■ **Problem requirements**
In the post about a bot fly larva in a dog's leg, copy word for word the part that starts at "Then, a little" and ends after "a boiling shower.".

Warning: Blue Willies Alert. Do not view photos if you are prone to the crawlies. Do not embiggen unless you have a strong interest in entomology or stand to win something on a bar bet.
Thursday night I noticed that Cole had a nasty reddened lump on his right rear leg, medial.
Not surprising for the Pennsylvania Summer of Sauna; everyone has stings, spider bites, dings, nicks and rashes. Pip is in the cone of shame because she won't leave a thing on her front foot alone (I'd assumed a spider bite, but perhaps not, as we shall see.) Rosie has what appears to be two stings on her side, and I got nailed on the ear a couple weeks ago (no ambulance ride this time).
I checked it again Friday morning. That's when I saw the hole. The breathing hole.
Oh shit. Warble. Bot fly larva. Cuterebra. Feckin' alien living in my dog. Gaaaah!
I was vaguely aware that dogs could get these, but they are rare -- much more common in cats, horses, and cattle. I'd never even heard anyone tell of a dog having one.
Ticka ticka ticka -- ask teh interwebz -- and I found enough references to things like anaphylaxis and toxicity and "kill your dog" and was getting skeeved out enough that it was off to the vet.
So naturally, I'm in the exam room waiting for the Doc, and I've got to get a picture of this, right?
Then, a little squeeze, well back at the base of the lump, see if I can make the hole easier to see in the photo, and look at that, it's the little bastard's snorkel.
Squeezed a little more, and he came out and performed an interpretive dance for us. I named him Ivan.
One more gentle squeeze, and he was liberated from his co-dependent relationship with Cole's leg.
Dr. Strobel assured me that most of them come out easily like this, though it's nasty when they don't. He flushed the hole with some amoxicillin and sent some more home for the next couple days. Now I'll know what to do if this happens again. Just before I curl up in a fetal position under a boiling shower.
If Cole would like a pet of his own, I will get him a kitten. Or he can keep that toad that insists on hopping into the kitchen at night.
We left Ivan with the vet, who assured us that he could manage the rehoming.

■ **Data listing**
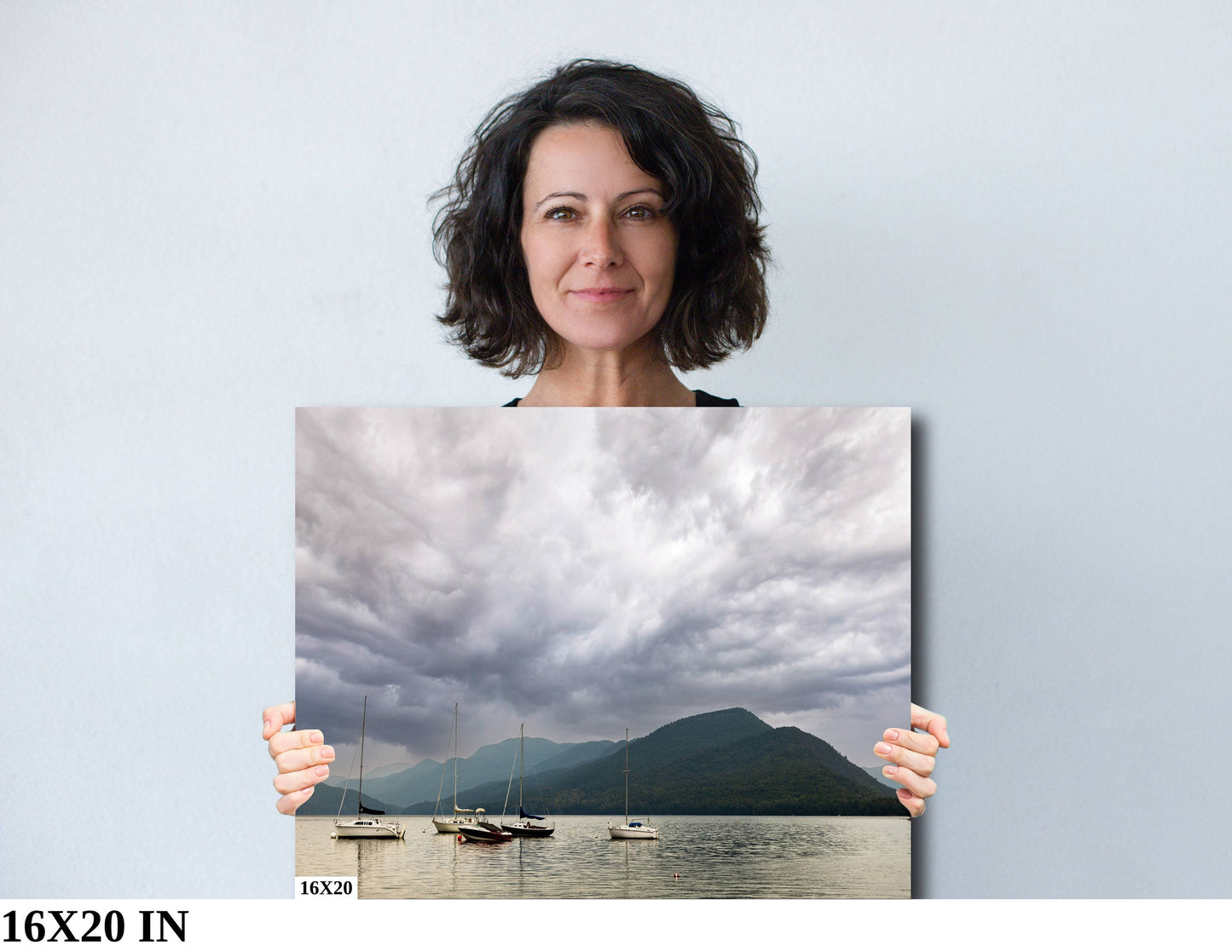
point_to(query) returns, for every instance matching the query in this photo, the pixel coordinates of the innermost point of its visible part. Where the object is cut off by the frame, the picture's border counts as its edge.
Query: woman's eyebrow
(581, 197)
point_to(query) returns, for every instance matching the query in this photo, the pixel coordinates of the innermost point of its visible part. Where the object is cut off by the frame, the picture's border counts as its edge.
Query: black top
(703, 399)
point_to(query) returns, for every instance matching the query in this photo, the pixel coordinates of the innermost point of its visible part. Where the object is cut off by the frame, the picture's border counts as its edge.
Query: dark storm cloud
(584, 569)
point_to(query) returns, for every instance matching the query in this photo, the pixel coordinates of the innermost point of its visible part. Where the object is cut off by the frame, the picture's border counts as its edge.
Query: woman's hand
(301, 755)
(912, 758)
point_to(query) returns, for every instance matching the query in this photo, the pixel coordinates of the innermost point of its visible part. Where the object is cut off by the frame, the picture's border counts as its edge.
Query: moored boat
(634, 830)
(479, 830)
(461, 814)
(362, 827)
(526, 824)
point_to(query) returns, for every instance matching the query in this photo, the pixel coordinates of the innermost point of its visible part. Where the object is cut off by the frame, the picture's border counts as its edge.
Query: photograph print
(604, 652)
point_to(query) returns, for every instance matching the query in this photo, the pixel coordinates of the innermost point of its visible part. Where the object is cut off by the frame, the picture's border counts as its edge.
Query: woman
(601, 233)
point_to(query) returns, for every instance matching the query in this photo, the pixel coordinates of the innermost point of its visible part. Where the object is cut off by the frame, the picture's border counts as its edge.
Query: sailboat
(525, 824)
(481, 830)
(362, 828)
(634, 830)
(446, 824)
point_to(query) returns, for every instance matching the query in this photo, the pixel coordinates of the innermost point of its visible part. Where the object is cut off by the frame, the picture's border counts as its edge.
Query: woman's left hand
(912, 758)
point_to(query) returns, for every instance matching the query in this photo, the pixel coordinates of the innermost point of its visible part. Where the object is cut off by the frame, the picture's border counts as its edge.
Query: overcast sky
(584, 570)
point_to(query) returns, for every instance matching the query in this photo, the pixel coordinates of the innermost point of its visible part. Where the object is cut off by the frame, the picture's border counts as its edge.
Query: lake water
(817, 857)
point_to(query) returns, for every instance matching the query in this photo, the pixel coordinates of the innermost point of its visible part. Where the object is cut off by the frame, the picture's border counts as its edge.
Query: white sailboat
(362, 828)
(461, 814)
(526, 824)
(634, 830)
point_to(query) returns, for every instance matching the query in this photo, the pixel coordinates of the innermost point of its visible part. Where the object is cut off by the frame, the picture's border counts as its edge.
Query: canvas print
(604, 653)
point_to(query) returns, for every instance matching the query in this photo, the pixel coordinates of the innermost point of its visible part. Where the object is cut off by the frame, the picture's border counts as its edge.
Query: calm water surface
(716, 857)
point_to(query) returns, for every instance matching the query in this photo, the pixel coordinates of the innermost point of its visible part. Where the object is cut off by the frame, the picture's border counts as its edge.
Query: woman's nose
(601, 244)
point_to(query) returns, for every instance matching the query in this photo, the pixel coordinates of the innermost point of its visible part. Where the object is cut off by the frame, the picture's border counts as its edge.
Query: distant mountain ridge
(719, 763)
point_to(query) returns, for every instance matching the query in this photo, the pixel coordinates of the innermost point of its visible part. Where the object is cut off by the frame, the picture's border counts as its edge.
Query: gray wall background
(1010, 217)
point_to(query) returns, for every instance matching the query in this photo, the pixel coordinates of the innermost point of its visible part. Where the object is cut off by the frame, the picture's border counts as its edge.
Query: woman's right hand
(302, 756)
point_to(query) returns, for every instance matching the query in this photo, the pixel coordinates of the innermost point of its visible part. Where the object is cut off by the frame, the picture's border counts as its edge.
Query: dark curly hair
(719, 298)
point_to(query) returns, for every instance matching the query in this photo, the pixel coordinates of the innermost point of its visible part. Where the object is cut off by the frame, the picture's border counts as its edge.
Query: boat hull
(620, 832)
(484, 834)
(368, 830)
(528, 829)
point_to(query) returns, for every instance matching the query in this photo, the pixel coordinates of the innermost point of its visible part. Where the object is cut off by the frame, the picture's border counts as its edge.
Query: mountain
(385, 771)
(725, 761)
(489, 764)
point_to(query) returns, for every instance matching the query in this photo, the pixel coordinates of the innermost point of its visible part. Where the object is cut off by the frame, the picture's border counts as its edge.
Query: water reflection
(714, 857)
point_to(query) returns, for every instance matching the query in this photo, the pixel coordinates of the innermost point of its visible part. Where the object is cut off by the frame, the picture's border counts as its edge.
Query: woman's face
(599, 251)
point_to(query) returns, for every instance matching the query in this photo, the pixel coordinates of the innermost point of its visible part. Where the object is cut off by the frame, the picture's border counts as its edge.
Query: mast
(626, 776)
(363, 724)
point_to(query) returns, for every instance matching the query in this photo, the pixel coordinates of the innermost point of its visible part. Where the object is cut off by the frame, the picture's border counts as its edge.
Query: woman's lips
(601, 296)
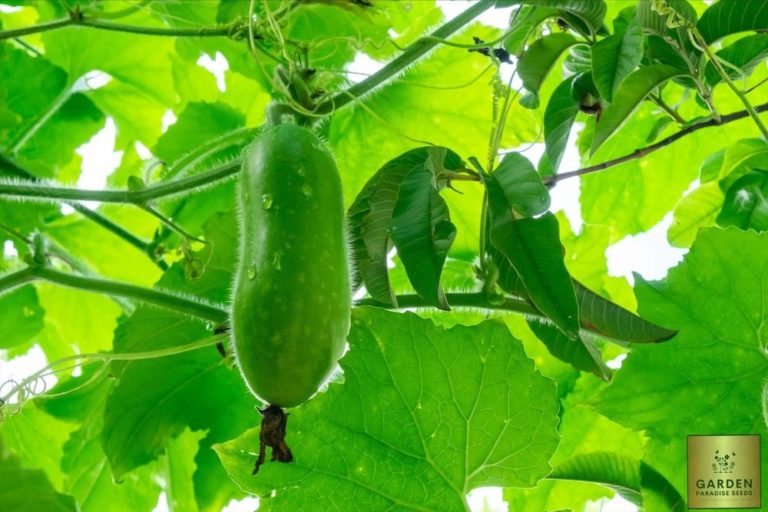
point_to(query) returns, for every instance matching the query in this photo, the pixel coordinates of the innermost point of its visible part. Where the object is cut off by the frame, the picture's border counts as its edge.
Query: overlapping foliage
(662, 100)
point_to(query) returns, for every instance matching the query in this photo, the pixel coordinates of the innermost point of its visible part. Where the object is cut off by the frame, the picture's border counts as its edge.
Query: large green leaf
(583, 431)
(525, 21)
(422, 231)
(88, 476)
(716, 300)
(425, 415)
(532, 246)
(615, 57)
(521, 185)
(629, 96)
(697, 210)
(603, 317)
(198, 390)
(580, 353)
(371, 214)
(746, 203)
(22, 316)
(559, 116)
(731, 16)
(636, 195)
(591, 12)
(539, 59)
(180, 468)
(25, 490)
(37, 439)
(631, 478)
(744, 54)
(740, 153)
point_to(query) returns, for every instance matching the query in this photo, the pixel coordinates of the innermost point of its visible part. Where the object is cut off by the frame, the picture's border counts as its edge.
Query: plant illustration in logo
(723, 463)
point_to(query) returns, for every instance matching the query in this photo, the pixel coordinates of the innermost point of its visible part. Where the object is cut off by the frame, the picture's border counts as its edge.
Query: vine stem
(727, 79)
(405, 59)
(161, 298)
(639, 153)
(95, 216)
(459, 300)
(141, 196)
(78, 19)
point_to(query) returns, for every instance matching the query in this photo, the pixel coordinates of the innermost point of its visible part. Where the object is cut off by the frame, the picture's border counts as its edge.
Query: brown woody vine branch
(639, 153)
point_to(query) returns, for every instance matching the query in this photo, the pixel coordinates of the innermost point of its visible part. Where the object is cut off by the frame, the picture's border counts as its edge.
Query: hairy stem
(639, 153)
(458, 300)
(105, 358)
(98, 218)
(164, 299)
(405, 59)
(667, 109)
(78, 19)
(188, 161)
(137, 197)
(714, 59)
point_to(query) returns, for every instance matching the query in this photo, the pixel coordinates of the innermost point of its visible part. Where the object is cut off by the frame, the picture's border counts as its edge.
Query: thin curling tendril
(35, 386)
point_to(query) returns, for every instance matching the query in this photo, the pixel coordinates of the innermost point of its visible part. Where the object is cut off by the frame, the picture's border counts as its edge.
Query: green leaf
(472, 413)
(21, 316)
(715, 298)
(422, 231)
(371, 214)
(743, 152)
(559, 116)
(25, 490)
(180, 491)
(628, 97)
(745, 54)
(731, 16)
(36, 438)
(615, 57)
(590, 12)
(612, 321)
(631, 478)
(532, 246)
(521, 185)
(196, 126)
(579, 353)
(652, 21)
(89, 478)
(582, 432)
(746, 203)
(710, 167)
(198, 389)
(524, 23)
(451, 118)
(695, 211)
(539, 59)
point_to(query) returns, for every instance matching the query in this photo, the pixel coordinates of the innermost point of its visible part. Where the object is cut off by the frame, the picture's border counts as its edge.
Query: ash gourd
(292, 294)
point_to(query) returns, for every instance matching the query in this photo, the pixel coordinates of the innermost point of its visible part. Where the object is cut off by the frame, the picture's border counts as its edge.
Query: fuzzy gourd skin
(291, 298)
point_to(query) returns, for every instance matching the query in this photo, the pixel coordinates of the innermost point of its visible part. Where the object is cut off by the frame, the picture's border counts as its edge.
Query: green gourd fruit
(291, 297)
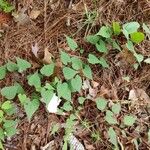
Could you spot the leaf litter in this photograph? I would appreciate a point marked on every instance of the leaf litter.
(138, 91)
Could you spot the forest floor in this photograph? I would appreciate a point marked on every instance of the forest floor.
(45, 23)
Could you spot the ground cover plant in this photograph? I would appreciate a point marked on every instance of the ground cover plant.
(70, 89)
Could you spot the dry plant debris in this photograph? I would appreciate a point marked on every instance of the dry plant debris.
(108, 105)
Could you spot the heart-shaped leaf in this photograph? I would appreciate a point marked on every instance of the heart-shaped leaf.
(129, 120)
(22, 64)
(65, 58)
(9, 92)
(76, 83)
(64, 91)
(76, 63)
(31, 107)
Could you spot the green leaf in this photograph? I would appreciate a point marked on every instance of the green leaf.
(10, 123)
(11, 66)
(10, 131)
(23, 98)
(101, 46)
(149, 136)
(81, 100)
(113, 137)
(93, 39)
(1, 145)
(22, 64)
(2, 72)
(147, 60)
(93, 59)
(130, 46)
(101, 103)
(67, 106)
(146, 28)
(6, 105)
(31, 107)
(9, 92)
(137, 37)
(65, 58)
(2, 136)
(116, 108)
(131, 27)
(139, 57)
(116, 28)
(69, 73)
(34, 80)
(103, 62)
(76, 63)
(76, 83)
(129, 120)
(87, 71)
(105, 32)
(46, 95)
(110, 118)
(48, 86)
(1, 114)
(20, 89)
(64, 91)
(47, 70)
(72, 44)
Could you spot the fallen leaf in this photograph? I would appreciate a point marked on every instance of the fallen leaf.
(139, 94)
(47, 57)
(88, 146)
(34, 14)
(53, 104)
(35, 50)
(21, 18)
(75, 143)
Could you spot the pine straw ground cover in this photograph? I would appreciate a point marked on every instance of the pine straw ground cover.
(55, 18)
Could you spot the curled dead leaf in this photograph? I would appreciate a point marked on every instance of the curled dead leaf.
(21, 17)
(139, 94)
(75, 143)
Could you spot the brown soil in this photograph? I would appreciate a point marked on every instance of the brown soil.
(48, 31)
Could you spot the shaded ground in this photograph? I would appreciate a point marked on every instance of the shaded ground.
(48, 30)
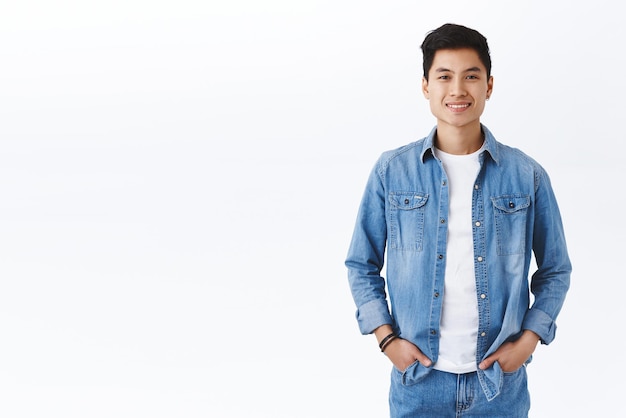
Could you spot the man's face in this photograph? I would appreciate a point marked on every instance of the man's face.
(457, 87)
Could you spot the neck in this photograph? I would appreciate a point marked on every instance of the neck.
(459, 140)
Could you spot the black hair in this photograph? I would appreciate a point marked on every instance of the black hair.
(452, 36)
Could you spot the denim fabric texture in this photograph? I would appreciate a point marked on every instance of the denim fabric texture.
(402, 226)
(449, 395)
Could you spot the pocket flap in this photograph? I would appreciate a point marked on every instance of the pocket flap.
(407, 200)
(511, 203)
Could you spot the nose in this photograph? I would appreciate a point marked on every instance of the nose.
(457, 88)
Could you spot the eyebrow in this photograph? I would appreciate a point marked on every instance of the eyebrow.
(445, 70)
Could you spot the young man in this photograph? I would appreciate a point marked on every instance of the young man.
(458, 216)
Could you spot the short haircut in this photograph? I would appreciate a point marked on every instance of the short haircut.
(452, 36)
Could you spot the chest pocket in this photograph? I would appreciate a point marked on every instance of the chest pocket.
(510, 216)
(406, 218)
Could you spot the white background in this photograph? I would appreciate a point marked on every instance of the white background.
(179, 181)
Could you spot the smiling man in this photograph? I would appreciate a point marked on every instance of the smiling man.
(458, 216)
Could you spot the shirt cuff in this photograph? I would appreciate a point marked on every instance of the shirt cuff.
(372, 315)
(541, 324)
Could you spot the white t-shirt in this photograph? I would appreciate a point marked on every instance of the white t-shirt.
(459, 320)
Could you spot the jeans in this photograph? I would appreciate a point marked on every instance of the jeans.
(448, 395)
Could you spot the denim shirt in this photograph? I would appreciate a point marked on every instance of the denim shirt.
(403, 216)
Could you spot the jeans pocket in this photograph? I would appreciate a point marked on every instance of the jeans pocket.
(413, 374)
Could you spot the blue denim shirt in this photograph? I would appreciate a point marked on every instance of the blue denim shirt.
(403, 216)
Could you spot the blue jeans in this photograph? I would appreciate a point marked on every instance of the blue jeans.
(446, 395)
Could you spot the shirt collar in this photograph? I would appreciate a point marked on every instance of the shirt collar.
(490, 144)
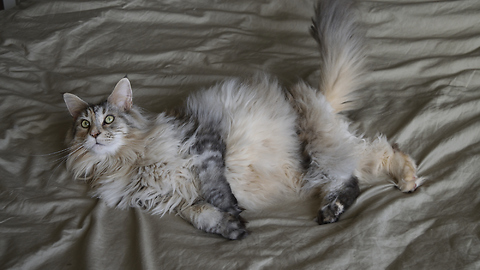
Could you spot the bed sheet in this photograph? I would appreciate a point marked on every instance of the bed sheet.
(422, 91)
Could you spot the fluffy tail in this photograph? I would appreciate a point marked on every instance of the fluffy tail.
(341, 50)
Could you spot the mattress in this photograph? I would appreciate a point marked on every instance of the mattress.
(422, 90)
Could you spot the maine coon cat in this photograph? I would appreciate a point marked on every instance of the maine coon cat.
(242, 144)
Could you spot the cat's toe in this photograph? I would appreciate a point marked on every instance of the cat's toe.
(235, 228)
(330, 212)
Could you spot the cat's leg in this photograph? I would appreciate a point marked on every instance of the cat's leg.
(211, 219)
(380, 159)
(210, 166)
(336, 201)
(329, 150)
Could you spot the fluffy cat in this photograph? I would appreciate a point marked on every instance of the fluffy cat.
(242, 144)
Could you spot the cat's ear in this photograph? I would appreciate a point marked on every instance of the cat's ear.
(75, 105)
(122, 95)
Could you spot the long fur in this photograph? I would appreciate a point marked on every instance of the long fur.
(241, 143)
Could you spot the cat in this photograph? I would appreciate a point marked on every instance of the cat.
(241, 144)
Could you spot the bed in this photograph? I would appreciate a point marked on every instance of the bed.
(423, 92)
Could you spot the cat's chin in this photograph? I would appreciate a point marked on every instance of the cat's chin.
(103, 150)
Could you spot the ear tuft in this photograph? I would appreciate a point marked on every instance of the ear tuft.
(75, 105)
(122, 95)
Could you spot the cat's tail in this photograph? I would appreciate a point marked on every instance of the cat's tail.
(341, 50)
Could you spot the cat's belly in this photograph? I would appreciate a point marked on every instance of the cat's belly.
(263, 156)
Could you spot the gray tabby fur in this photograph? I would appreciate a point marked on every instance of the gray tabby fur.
(240, 144)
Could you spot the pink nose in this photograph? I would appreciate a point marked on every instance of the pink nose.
(95, 134)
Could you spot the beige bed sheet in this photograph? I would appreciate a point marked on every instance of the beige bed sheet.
(423, 92)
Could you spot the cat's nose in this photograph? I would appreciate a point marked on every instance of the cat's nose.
(95, 133)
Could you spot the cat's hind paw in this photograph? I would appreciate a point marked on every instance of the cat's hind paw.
(234, 228)
(338, 201)
(409, 186)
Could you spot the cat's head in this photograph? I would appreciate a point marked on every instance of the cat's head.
(100, 129)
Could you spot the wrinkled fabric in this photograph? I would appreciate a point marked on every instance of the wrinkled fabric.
(422, 90)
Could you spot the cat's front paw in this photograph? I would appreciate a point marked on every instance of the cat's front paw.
(234, 227)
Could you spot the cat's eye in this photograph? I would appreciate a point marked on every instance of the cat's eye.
(109, 119)
(85, 124)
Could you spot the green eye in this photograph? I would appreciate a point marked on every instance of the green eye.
(85, 124)
(109, 119)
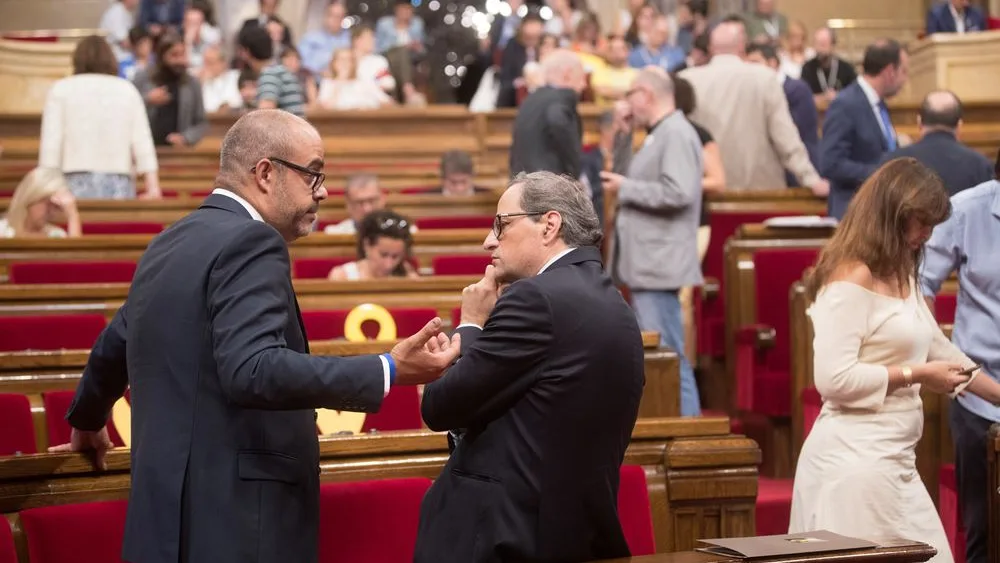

■ **Completed task**
Then, a little squeeze, well back at the base of the lump, see if I can make the hole easier to see in the photo, and look at that, it's the little bastard's snorkel.
Squeezed a little more, and he came out and performed an interpretive dance for us. I named him Ivan.
One more gentle squeeze, and he was liberated from his co-dependent relationship with Cole's leg.
Dr. Strobel assured me that most of them come out easily like this, though it's nasty when they don't. He flushed the hole with some amoxicillin and sent some more home for the next couple days. Now I'll know what to do if this happens again. Just before I curl up in a fetal position under a boiling shower.